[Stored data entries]
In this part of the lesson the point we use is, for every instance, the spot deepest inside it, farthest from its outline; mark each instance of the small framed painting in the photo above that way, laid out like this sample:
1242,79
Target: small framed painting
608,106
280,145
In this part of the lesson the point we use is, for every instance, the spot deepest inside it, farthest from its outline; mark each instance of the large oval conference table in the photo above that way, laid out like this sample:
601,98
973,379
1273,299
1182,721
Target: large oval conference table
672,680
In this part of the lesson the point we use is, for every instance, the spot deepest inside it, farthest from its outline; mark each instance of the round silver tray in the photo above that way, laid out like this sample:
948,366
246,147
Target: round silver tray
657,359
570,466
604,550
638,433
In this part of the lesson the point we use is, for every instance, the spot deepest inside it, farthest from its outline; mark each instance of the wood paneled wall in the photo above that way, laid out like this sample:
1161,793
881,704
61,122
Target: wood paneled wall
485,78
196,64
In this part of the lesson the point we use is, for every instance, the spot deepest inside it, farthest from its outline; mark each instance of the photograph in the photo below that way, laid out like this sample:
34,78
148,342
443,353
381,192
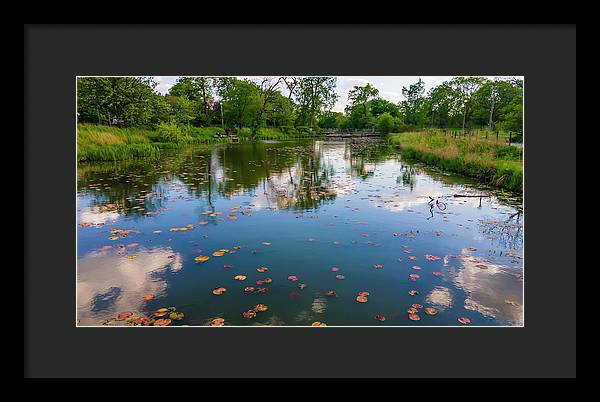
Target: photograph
299,201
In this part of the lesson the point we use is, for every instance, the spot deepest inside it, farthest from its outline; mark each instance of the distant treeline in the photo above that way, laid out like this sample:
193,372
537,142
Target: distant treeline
299,102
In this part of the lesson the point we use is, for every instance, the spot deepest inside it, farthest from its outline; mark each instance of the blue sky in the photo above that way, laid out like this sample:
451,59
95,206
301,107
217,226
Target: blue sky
390,87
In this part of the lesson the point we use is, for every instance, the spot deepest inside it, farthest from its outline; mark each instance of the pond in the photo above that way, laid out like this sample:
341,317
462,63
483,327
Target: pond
344,233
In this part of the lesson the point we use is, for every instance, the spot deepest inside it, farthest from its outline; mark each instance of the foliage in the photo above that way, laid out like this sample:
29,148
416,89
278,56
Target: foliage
385,123
497,164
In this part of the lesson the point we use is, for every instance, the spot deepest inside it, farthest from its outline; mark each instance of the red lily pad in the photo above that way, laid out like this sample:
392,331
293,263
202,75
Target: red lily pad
124,315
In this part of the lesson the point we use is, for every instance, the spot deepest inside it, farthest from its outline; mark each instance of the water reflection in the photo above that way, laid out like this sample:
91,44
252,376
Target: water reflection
490,288
253,186
108,283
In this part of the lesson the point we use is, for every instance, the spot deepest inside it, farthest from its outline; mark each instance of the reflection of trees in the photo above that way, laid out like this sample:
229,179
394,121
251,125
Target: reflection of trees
363,156
407,177
291,176
508,233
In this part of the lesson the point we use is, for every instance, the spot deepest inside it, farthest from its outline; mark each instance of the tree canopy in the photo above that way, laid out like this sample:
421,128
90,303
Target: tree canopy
462,102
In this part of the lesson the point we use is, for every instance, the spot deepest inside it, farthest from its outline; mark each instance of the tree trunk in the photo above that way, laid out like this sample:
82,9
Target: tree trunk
464,117
491,122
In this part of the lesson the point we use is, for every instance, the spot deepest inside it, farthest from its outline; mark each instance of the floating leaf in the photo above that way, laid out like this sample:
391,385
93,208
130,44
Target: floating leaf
413,277
124,315
361,299
161,322
430,311
176,316
219,291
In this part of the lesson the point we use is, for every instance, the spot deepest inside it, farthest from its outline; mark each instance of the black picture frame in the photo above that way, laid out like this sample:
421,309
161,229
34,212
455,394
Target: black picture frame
55,54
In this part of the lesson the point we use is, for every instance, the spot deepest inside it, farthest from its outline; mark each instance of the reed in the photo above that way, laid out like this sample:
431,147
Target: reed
489,162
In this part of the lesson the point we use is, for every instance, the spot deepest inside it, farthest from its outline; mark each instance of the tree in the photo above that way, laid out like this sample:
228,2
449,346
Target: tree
267,88
183,109
132,101
315,94
412,107
379,106
198,90
331,119
385,123
241,101
360,96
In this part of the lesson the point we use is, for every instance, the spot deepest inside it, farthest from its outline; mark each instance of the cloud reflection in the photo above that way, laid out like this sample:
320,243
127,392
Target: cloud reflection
108,283
488,285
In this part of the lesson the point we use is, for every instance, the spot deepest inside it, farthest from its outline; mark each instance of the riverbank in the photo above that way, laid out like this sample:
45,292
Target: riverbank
496,164
106,143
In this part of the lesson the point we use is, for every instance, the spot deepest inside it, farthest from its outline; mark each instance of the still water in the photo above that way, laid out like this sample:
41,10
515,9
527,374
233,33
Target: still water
327,219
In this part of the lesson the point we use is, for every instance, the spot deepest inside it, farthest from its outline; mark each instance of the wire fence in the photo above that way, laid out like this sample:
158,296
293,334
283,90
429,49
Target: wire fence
498,136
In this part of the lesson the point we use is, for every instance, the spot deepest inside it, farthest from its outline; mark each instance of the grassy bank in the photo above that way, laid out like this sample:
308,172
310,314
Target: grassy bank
495,164
104,143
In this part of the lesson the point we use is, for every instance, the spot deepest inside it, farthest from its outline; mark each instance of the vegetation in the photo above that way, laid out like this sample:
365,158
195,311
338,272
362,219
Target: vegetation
125,117
496,164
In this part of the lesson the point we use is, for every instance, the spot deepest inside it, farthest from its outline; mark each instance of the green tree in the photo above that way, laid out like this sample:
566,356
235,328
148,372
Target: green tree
314,95
413,107
379,106
241,101
182,109
200,91
385,123
359,98
132,101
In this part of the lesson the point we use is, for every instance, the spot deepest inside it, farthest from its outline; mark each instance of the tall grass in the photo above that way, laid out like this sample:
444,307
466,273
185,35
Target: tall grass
495,164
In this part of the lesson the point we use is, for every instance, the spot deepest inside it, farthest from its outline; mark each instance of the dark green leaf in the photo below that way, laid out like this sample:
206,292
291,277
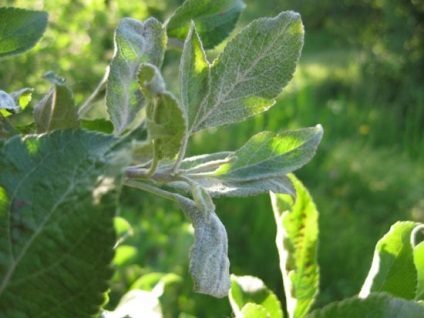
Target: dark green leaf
297,243
214,19
20,29
251,290
135,43
376,305
251,71
393,269
58,196
268,155
57,109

* **Brief**:
Looking at the records above, count the lines where the word "below" appears. State only the number.

* **Response area**:
2